## Provided material
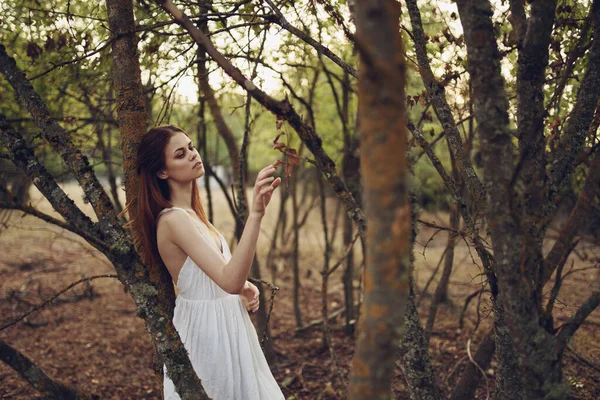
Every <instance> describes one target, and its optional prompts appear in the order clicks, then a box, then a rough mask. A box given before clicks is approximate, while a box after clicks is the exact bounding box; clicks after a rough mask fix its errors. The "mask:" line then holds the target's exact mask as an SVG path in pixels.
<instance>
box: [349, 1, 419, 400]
mask: <svg viewBox="0 0 600 400" xmlns="http://www.w3.org/2000/svg"><path fill="white" fill-rule="evenodd" d="M399 17H400V4H399V3H397V2H395V1H392V0H383V1H377V0H376V1H366V0H363V1H358V3H357V8H356V28H357V40H358V41H359V42H360V43H361V44H362V47H361V68H360V80H359V95H358V98H359V112H360V116H359V121H360V132H361V155H360V160H361V168H362V173H363V182H364V189H365V191H364V199H365V206H366V215H367V218H368V221H369V228H368V230H367V240H366V241H367V246H368V247H367V254H366V268H365V280H364V282H365V285H364V288H365V297H364V303H363V305H362V308H361V319H360V321H359V325H358V335H357V340H356V350H355V354H354V359H353V363H352V379H351V384H350V398H351V399H389V397H390V390H391V382H392V376H393V372H394V368H395V360H396V357H395V355H396V349H397V346H398V344H399V341H400V335H401V332H402V327H403V325H404V323H403V321H404V312H405V308H406V298H407V296H408V293H409V274H410V261H411V255H410V253H411V251H410V250H411V223H410V204H409V201H408V188H407V165H406V117H405V100H406V99H405V97H404V85H405V76H404V74H405V68H406V67H405V63H404V55H403V45H402V37H401V35H400V30H399V26H398V23H399ZM375 27H376V29H375Z"/></svg>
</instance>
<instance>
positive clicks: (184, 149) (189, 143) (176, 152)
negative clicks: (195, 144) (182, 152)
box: [173, 140, 192, 154]
mask: <svg viewBox="0 0 600 400" xmlns="http://www.w3.org/2000/svg"><path fill="white" fill-rule="evenodd" d="M190 144H192V141H191V140H190V142H189V143H188V146H189V145H190ZM179 150H185V147H180V148H178V149H175V151H174V152H173V154H175V153H177V152H178V151H179Z"/></svg>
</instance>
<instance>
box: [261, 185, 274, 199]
mask: <svg viewBox="0 0 600 400" xmlns="http://www.w3.org/2000/svg"><path fill="white" fill-rule="evenodd" d="M273 190H275V188H274V187H273V186H267V187H266V188H262V189H261V191H260V192H259V194H258V195H259V196H260V197H264V196H265V195H266V194H267V193H269V192H272V191H273Z"/></svg>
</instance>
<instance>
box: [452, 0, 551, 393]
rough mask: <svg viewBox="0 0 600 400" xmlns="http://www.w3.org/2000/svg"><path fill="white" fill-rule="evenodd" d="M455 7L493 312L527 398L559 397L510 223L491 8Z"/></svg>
mask: <svg viewBox="0 0 600 400" xmlns="http://www.w3.org/2000/svg"><path fill="white" fill-rule="evenodd" d="M457 6H458V10H459V14H460V18H461V22H462V24H463V28H464V31H465V42H466V44H467V52H468V56H469V63H468V70H469V73H470V74H471V77H472V82H473V96H474V101H475V115H476V117H477V120H478V122H479V131H480V132H481V143H482V149H483V164H484V168H485V171H486V181H487V182H486V183H487V184H488V185H489V186H488V187H489V188H490V191H489V193H488V195H489V203H490V206H489V210H488V211H489V214H488V215H489V221H490V226H491V227H492V228H491V236H492V241H493V249H494V258H495V269H496V272H497V277H498V282H499V292H500V296H499V300H501V303H500V304H498V305H497V307H502V308H503V309H504V311H505V312H506V317H507V318H506V319H507V324H506V325H507V326H508V328H509V332H510V335H511V337H512V342H513V344H514V349H515V351H516V352H517V353H518V354H519V358H520V366H521V368H520V370H521V372H522V374H523V375H522V376H523V382H524V391H525V396H526V398H527V399H532V400H533V399H541V398H544V397H545V396H546V395H549V396H550V395H552V396H558V395H559V394H560V393H561V391H562V387H561V385H560V384H561V376H560V364H559V362H558V361H559V360H558V356H557V355H556V352H555V340H553V339H554V338H553V337H552V336H551V335H549V334H548V332H546V331H545V330H544V329H543V328H542V327H541V326H540V323H539V322H540V321H539V314H538V313H537V309H536V307H537V304H536V299H535V298H534V296H532V294H533V290H534V288H533V287H532V282H531V281H528V280H527V279H526V276H527V275H525V276H524V272H523V271H522V270H523V268H526V266H524V265H523V264H522V262H523V260H522V253H523V251H526V246H527V241H526V240H524V232H522V230H521V227H520V226H519V220H518V218H519V216H517V218H515V215H514V213H513V210H512V206H513V200H514V196H513V195H514V194H513V193H512V187H513V185H511V179H512V177H513V174H514V161H515V157H514V154H513V147H512V135H511V133H510V129H509V121H508V101H507V97H506V94H505V92H504V82H503V79H502V75H501V73H500V54H499V52H498V48H497V44H496V38H495V36H494V28H493V25H492V21H491V19H490V16H491V12H492V11H491V6H490V4H489V2H487V1H486V0H481V1H474V0H458V1H457ZM497 345H499V343H498V342H497ZM498 351H499V349H498Z"/></svg>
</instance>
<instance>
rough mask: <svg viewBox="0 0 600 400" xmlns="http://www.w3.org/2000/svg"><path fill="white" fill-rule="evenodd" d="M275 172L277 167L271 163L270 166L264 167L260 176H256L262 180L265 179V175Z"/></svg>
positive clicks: (257, 177)
mask: <svg viewBox="0 0 600 400" xmlns="http://www.w3.org/2000/svg"><path fill="white" fill-rule="evenodd" d="M273 172H275V167H274V166H272V165H269V166H268V167H265V168H263V169H262V170H261V171H260V172H259V173H258V176H257V177H256V180H257V181H258V180H260V179H264V177H265V176H268V175H271V174H272V173H273Z"/></svg>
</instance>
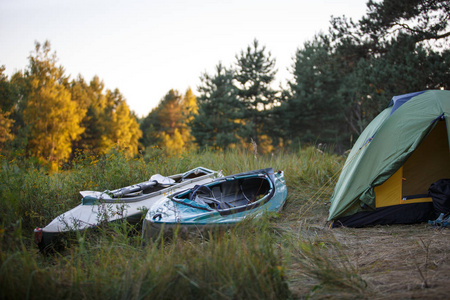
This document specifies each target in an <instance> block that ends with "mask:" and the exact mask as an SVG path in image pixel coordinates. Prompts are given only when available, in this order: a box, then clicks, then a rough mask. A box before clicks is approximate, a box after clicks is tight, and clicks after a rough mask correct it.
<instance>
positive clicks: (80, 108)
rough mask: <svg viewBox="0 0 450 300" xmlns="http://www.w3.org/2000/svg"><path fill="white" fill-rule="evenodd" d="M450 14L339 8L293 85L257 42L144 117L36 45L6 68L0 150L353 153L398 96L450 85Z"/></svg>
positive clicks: (5, 153) (3, 88) (103, 88)
mask: <svg viewBox="0 0 450 300" xmlns="http://www.w3.org/2000/svg"><path fill="white" fill-rule="evenodd" d="M449 18H450V1H448V0H445V1H434V0H411V1H401V0H384V1H372V0H369V1H368V2H367V10H366V15H365V16H363V17H362V18H361V19H360V20H351V19H347V18H346V17H345V16H340V17H333V16H332V17H331V21H330V26H329V29H328V31H327V32H322V33H320V34H317V35H316V36H314V37H312V38H311V39H310V40H309V41H306V42H305V43H303V45H300V46H299V48H298V49H297V50H294V49H293V57H294V58H293V62H292V66H291V69H290V72H291V74H292V75H293V76H292V78H293V79H292V80H291V81H288V82H286V85H285V87H284V88H282V87H281V86H280V87H279V88H276V87H275V84H274V83H275V80H276V75H277V68H276V58H275V57H272V55H271V52H270V49H267V48H266V47H265V46H264V45H263V44H262V43H261V42H260V41H258V40H257V39H256V38H255V39H254V40H253V41H250V43H249V45H248V46H245V45H243V46H244V48H243V49H241V50H239V49H237V51H238V52H237V54H236V56H235V61H234V63H233V64H232V65H230V66H224V65H223V64H222V63H221V62H218V63H217V65H216V67H215V72H214V73H212V74H207V73H205V74H200V79H201V85H200V86H199V87H198V94H197V95H195V94H194V92H193V91H192V90H191V89H188V90H187V91H185V92H184V93H180V91H178V90H176V89H172V90H170V91H168V92H167V94H166V95H164V96H163V97H162V99H161V100H160V102H159V105H158V106H157V107H155V108H154V109H153V110H152V111H151V112H150V113H149V114H148V115H147V116H145V117H142V118H139V117H137V116H136V115H135V113H134V112H132V111H130V108H129V106H128V104H127V102H126V98H125V96H124V95H122V94H121V92H120V91H119V89H115V90H109V89H105V84H104V82H103V81H102V80H101V79H100V78H99V77H98V76H95V77H94V78H92V79H90V80H86V79H84V78H83V76H82V75H77V76H76V77H75V78H73V79H71V76H70V75H68V74H66V73H65V70H64V67H63V66H61V65H58V59H57V57H56V52H53V51H52V49H51V45H50V42H49V41H45V42H43V43H40V42H36V43H35V49H34V51H33V52H32V53H31V54H30V56H29V64H28V66H26V68H25V69H24V70H23V71H18V72H16V73H15V74H13V75H11V76H10V77H8V76H7V75H6V74H5V66H0V151H1V153H2V155H3V156H5V157H8V158H13V157H26V158H30V159H32V160H33V161H34V162H35V163H36V164H37V165H42V166H46V167H48V168H49V169H51V170H58V169H61V168H64V167H65V166H70V163H71V161H72V160H73V159H74V157H76V156H77V154H79V153H89V154H94V155H101V154H105V153H107V152H108V151H109V150H110V149H111V148H112V147H114V148H118V149H120V150H121V151H123V152H124V153H125V155H127V156H128V157H134V156H136V155H137V154H139V153H143V154H144V155H145V153H149V152H150V151H149V149H154V148H155V147H156V148H159V149H163V150H164V151H167V152H168V153H178V154H179V153H182V152H183V151H186V150H196V149H200V150H202V149H208V150H210V149H212V150H226V149H232V148H237V147H246V145H253V147H254V149H255V151H258V152H259V153H261V154H268V153H273V152H274V151H278V150H280V149H290V148H293V149H297V148H298V147H299V146H300V147H301V146H306V145H319V144H322V145H327V147H329V149H332V150H333V151H335V152H337V153H343V152H344V151H346V150H347V149H349V148H350V147H351V146H352V142H353V141H354V140H355V139H356V138H357V137H358V135H359V134H360V133H361V131H362V130H363V129H364V128H365V126H366V125H367V124H368V123H369V122H370V121H371V120H372V119H373V118H374V117H375V116H376V115H377V114H378V113H379V112H380V111H381V110H382V109H383V108H385V107H386V105H387V104H388V103H389V100H390V99H391V98H392V96H395V95H400V94H404V93H409V92H415V91H421V90H426V89H449V88H450V46H449V45H450V43H449V37H450V28H449ZM291 38H295V37H291Z"/></svg>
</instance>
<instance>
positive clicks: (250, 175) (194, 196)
mask: <svg viewBox="0 0 450 300" xmlns="http://www.w3.org/2000/svg"><path fill="white" fill-rule="evenodd" d="M204 186H205V187H206V188H205V189H203V190H204V191H207V190H211V192H209V191H207V192H204V193H209V194H210V196H206V197H203V196H202V195H200V196H197V198H196V195H194V196H192V194H193V193H195V192H194V189H190V190H187V191H183V192H181V193H178V194H175V195H172V196H170V197H165V198H164V199H161V200H160V201H158V202H156V203H155V205H154V206H152V207H151V208H150V209H149V211H148V212H147V215H146V216H145V219H144V223H143V235H144V236H145V237H151V236H155V235H157V234H159V233H160V232H161V230H163V231H171V230H174V229H175V228H177V230H181V231H183V232H184V231H204V230H209V229H211V228H228V227H231V226H234V225H236V224H237V223H238V222H241V221H243V220H244V219H246V218H255V217H259V216H260V215H261V214H263V213H265V212H279V211H280V210H281V209H282V208H283V206H284V204H285V201H286V196H287V188H286V183H285V180H284V173H283V172H281V171H279V172H277V173H274V172H273V170H272V169H263V170H256V171H251V172H247V173H241V174H236V175H231V176H227V177H223V178H218V179H216V180H214V181H211V182H209V183H207V184H205V185H204ZM197 189H198V190H199V189H202V188H197ZM215 191H216V192H215ZM211 195H213V197H212V198H213V199H211ZM255 195H256V196H255ZM252 196H255V197H256V198H257V199H252ZM189 197H190V198H191V199H189ZM202 197H203V199H202ZM194 198H195V199H194ZM221 201H222V202H221ZM205 202H206V203H205ZM210 202H212V203H210ZM205 204H207V205H205ZM225 204H226V205H225Z"/></svg>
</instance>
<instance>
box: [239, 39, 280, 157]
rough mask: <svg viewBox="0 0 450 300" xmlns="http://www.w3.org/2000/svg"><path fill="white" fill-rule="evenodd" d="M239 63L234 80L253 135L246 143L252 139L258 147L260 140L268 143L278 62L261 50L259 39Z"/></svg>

## Work item
Copy the rows starting at the beginning and ending at the line that contains "box: [349, 1, 419, 400]", swapping "approximate" for "loose" and changing nothing else. Leave the pictures out.

## Output for this task
Every <instance> describes one target, and its optional prompts appear in the order clicks, then a box, then a rough mask. A box given before clicks is loose, while a box after clicks is the exact bounding box; clicks after a rough mask fix its errors. The "mask:" line then holds the target's exact mask as an SVG path in pixels.
<instance>
box: [349, 1, 419, 400]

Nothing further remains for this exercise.